Text excerpt Start Marker

November 10, 2024
7 min read
Lana Krunic
July 22, 2025
5 min
I never had a Plan B. When I decided to leave my job at the bank, I didn’t have a clear financial roadmap—only a strong inner conviction that I wanted to build something of my own. I wasn’t running away from the corporate world; I was moving toward something that felt more authentic to me. While my time in that system taught me a lot, at some point I could no longer ignore the constant stream of new ideas I had—ideas I had no space to realize.
"True ambition doesn’t have to be loud—but it always knows exactly where it’s going."
The beginning wasn’t glamorous. Nor was it fast. I built everything slowly—store by store, person by person. But it wasn’t blind progress. I knew where I wanted to go and how I wanted the journey to feel. I believed that if I worked honestly, protected quality, and cared for people, success would eventually follow. And it did.

Text excerpt End Marker
Entries provided Start Marker

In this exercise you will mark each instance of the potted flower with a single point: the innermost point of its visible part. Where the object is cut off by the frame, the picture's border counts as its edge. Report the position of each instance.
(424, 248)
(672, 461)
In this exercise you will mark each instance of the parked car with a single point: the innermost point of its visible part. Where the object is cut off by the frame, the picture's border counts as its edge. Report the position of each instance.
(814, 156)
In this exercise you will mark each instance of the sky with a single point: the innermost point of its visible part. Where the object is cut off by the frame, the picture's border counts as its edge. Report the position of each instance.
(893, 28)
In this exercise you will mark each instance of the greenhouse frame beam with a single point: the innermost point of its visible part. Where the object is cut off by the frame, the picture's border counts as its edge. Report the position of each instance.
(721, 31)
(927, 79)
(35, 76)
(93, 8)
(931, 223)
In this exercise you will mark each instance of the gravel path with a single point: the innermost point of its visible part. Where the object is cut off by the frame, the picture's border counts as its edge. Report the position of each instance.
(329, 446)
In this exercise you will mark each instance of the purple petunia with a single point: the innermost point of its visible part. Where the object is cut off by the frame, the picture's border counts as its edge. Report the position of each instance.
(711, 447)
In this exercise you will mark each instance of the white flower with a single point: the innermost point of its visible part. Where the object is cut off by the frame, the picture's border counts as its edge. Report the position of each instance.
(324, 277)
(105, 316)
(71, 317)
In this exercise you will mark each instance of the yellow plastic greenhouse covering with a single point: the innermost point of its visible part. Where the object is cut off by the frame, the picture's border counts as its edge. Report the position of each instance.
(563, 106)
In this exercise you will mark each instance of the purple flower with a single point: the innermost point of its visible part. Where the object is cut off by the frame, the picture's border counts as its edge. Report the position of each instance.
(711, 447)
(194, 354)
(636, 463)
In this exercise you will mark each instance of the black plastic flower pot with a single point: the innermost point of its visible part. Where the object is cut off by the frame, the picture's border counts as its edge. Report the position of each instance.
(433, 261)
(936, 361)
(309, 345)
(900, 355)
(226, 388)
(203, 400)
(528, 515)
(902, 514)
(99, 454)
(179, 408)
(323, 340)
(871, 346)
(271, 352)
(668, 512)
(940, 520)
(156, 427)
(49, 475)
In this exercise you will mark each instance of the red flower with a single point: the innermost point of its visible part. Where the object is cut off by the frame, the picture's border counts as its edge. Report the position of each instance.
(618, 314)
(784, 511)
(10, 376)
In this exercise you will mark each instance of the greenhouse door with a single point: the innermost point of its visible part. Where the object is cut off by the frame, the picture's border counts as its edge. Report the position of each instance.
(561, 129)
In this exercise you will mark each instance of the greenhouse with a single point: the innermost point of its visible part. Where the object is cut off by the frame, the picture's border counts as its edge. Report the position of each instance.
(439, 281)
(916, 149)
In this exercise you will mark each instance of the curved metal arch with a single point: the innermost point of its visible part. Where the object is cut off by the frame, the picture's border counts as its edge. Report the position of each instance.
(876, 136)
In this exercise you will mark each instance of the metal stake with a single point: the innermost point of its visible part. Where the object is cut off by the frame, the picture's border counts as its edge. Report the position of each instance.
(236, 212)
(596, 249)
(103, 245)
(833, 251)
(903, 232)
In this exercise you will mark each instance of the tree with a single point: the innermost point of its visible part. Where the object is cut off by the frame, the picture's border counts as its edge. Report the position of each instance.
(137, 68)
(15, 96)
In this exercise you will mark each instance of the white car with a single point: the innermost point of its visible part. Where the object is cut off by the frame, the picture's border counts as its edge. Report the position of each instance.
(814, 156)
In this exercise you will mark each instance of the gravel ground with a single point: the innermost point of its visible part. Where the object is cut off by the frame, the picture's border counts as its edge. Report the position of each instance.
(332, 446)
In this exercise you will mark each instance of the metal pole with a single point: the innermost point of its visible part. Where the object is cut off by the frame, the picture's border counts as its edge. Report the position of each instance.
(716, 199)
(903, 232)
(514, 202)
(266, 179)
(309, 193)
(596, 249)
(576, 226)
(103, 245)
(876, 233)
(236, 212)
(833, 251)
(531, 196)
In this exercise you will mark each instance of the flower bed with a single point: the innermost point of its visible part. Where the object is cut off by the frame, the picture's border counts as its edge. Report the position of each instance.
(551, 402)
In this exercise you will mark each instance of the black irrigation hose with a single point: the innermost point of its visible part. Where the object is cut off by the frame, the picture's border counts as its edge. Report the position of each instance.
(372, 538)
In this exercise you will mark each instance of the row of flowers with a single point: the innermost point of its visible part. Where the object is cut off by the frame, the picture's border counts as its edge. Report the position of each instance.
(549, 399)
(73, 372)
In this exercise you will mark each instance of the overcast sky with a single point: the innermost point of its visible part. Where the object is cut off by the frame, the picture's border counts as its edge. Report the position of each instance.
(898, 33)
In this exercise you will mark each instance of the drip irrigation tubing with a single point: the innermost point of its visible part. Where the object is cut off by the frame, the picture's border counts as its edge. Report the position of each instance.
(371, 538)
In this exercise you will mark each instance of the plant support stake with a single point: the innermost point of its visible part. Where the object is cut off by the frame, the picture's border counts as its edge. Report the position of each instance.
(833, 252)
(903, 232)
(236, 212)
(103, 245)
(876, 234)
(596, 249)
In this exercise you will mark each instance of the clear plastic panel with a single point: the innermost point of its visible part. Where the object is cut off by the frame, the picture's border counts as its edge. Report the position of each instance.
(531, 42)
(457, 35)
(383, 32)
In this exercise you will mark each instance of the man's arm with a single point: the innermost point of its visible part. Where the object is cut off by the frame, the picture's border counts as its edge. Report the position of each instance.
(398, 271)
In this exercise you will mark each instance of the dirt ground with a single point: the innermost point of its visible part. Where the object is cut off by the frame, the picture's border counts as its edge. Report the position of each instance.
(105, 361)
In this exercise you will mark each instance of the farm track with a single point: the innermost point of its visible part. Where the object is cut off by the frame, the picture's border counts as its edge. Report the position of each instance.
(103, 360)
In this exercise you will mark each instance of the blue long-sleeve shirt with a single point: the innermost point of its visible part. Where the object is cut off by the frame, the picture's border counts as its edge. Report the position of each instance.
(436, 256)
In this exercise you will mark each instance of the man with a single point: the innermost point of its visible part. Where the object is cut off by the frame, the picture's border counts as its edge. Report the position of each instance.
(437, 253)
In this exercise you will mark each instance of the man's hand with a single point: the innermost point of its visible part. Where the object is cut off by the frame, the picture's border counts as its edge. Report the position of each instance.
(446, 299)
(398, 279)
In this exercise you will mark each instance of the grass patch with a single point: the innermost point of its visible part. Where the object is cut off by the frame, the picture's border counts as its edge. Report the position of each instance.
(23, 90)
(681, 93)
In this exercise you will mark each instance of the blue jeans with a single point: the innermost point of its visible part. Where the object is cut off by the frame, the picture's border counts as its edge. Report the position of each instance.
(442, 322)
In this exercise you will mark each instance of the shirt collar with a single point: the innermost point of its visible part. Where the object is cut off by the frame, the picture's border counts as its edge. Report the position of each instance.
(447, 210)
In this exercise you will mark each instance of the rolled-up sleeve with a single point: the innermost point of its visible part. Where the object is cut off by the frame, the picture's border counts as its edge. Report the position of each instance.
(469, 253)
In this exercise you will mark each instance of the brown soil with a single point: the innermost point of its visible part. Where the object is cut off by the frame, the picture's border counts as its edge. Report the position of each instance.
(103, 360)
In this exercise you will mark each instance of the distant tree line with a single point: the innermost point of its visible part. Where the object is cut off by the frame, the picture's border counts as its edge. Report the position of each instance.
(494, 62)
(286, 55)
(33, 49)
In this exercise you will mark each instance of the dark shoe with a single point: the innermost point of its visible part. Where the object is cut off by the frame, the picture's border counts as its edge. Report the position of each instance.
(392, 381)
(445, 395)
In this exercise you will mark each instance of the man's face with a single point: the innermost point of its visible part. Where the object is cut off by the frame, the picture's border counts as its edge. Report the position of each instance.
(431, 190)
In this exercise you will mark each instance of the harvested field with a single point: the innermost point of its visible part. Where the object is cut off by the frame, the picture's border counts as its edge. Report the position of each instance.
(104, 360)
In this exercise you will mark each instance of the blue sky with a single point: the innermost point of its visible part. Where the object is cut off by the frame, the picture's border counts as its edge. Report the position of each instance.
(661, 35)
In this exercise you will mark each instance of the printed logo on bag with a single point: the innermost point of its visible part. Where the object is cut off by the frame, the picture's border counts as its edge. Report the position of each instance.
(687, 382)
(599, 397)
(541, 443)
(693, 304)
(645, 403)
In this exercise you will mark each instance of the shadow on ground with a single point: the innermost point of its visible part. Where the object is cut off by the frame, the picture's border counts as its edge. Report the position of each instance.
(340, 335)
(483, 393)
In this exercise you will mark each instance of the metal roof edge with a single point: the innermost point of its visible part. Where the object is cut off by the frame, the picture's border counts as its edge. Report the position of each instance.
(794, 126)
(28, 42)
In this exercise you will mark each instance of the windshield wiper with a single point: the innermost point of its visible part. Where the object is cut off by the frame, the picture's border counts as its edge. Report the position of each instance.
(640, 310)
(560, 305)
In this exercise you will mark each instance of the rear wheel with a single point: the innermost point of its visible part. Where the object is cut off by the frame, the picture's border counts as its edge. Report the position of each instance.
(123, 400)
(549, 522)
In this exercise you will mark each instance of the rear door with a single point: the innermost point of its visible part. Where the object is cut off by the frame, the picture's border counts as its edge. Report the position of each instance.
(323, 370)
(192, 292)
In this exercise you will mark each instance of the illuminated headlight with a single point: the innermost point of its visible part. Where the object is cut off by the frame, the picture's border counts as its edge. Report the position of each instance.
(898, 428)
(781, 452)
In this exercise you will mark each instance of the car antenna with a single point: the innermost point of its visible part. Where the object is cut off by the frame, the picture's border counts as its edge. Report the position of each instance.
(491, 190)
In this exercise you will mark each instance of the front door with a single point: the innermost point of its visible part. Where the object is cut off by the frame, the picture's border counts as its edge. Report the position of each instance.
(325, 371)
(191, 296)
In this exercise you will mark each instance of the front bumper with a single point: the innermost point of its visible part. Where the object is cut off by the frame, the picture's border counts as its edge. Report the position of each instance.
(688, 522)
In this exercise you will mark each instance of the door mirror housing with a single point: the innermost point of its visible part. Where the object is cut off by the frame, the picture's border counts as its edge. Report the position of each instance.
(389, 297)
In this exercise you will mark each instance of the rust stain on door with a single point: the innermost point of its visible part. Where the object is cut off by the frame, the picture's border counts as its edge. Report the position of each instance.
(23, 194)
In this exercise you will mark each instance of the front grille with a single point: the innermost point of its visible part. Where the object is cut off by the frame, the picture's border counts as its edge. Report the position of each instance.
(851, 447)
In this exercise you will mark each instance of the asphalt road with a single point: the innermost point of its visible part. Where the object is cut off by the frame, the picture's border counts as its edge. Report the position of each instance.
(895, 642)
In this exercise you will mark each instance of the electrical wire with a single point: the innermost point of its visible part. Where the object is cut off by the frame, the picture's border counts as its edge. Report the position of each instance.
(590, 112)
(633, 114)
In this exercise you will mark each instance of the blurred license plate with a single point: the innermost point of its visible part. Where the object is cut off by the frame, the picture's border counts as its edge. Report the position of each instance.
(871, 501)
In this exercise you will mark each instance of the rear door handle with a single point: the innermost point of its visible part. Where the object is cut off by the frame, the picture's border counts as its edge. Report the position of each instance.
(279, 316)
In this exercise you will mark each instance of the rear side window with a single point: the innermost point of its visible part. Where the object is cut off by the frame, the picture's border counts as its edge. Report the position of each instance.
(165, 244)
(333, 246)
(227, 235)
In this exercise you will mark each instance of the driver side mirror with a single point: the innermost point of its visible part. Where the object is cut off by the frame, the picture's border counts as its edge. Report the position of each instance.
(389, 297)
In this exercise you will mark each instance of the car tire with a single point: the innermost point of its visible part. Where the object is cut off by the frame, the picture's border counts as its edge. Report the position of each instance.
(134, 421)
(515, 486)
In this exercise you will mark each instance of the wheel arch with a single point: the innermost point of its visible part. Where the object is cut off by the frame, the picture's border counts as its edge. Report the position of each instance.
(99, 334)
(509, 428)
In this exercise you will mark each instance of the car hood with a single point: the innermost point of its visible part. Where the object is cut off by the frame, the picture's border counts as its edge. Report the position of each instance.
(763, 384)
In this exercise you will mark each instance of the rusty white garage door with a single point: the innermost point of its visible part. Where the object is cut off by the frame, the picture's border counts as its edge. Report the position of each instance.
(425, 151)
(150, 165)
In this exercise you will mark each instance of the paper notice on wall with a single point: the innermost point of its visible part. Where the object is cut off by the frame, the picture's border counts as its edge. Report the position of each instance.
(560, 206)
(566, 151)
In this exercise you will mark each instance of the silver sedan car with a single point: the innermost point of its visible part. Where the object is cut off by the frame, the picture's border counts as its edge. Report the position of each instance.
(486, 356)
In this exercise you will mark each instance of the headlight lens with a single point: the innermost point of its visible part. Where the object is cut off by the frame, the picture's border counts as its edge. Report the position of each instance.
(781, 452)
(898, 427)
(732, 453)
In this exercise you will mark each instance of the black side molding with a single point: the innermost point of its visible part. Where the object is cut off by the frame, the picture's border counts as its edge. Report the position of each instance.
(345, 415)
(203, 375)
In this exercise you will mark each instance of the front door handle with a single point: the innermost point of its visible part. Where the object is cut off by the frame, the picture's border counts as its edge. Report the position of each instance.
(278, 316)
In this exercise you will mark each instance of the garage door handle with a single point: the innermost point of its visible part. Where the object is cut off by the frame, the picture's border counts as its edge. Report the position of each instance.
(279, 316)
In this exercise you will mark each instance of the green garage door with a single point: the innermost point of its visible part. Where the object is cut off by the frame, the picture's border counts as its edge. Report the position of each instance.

Entries provided End Marker

- **Exercise requirements**:
- a) Print the passage of the essay on leaving a bank job, starting with "November 10, 2024" and going on through "space to realize.".
- b) Proceed with the essay on leaving a bank job, picking up after its final sentence.
The data has no connection to the essay above.

- **Answers for each item**:
- a)
November 10, 2024
7 min read
Lana Krunic
July 22, 2025
5 min
I never had a Plan B. When I decided to leave my job at the bank, I didn’t have a clear financial roadmap—only a strong inner conviction that I wanted to build something of my own. I wasn’t running away from the corporate world; I was moving toward something that felt more authentic to me. While my time in that system taught me a lot, at some point I could no longer ignore the constant stream of new ideas I had—ideas I had no space to realize.

- b)
The path was far from easy. Hospitality is challenging by nature, and when you add in unpredictable obstacles, things get even more complex. At one point, I realized that while I was pouring energy into building a brand in Serbia, I was also growing something that, legally speaking, wasn’t mine abroad. That was a serious turning point. And in that moment of reflection, I made a decision: I could no longer build something I couldn’t fully stand behind—not out of spite, but out of responsibility to myself and everything I had invested.
I wasn’t ready to make drastic changes overnight. Instead, I introduced a new brand quietly, as a parallel journey. I started breathing with it, listening to it, shaping it. I gave it an identity, laid its foundations, and allowed it to grow slowly. Only when I truly felt it—when I knew in my gut that this was it—did I gather the strength to rebrand everything.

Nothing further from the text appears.